→ **What is needed**: All that is wanted is a word-for-word copy of the line with "</instance>" and every line after it in the data below.

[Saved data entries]
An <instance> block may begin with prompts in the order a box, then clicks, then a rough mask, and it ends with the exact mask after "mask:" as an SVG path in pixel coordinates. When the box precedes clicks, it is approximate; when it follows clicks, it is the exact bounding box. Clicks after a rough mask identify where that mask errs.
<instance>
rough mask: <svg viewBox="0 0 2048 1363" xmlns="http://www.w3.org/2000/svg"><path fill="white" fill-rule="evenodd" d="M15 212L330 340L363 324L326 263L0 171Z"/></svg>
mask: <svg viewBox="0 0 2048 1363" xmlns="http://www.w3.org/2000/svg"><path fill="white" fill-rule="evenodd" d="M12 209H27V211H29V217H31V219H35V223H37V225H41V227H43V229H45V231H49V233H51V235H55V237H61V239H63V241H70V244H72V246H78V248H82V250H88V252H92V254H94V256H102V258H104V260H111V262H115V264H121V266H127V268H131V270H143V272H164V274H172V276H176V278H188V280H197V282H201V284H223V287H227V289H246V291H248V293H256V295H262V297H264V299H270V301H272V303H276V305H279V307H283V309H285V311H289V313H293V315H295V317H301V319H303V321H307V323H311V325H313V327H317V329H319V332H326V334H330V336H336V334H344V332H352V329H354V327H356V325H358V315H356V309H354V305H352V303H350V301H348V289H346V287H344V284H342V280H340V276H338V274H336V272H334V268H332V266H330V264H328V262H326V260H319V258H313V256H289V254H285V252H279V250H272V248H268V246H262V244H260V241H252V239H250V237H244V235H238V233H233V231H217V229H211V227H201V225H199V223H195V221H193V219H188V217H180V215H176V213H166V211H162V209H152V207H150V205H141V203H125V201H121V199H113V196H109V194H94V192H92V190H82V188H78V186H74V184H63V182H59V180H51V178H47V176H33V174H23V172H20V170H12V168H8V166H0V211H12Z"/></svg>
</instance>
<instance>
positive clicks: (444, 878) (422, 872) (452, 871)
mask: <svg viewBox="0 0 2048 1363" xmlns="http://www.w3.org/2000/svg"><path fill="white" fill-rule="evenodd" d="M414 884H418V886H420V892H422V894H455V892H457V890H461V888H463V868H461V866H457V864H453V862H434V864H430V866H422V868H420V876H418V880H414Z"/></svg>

→ **Result of the task**:
</instance>
<instance>
positive clicks: (444, 878) (422, 872) (452, 871)
mask: <svg viewBox="0 0 2048 1363" xmlns="http://www.w3.org/2000/svg"><path fill="white" fill-rule="evenodd" d="M414 884H418V886H420V892H422V894H455V892H457V890H461V888H463V868H461V866H457V864H453V862H434V864H430V866H422V868H420V876H418V880H414Z"/></svg>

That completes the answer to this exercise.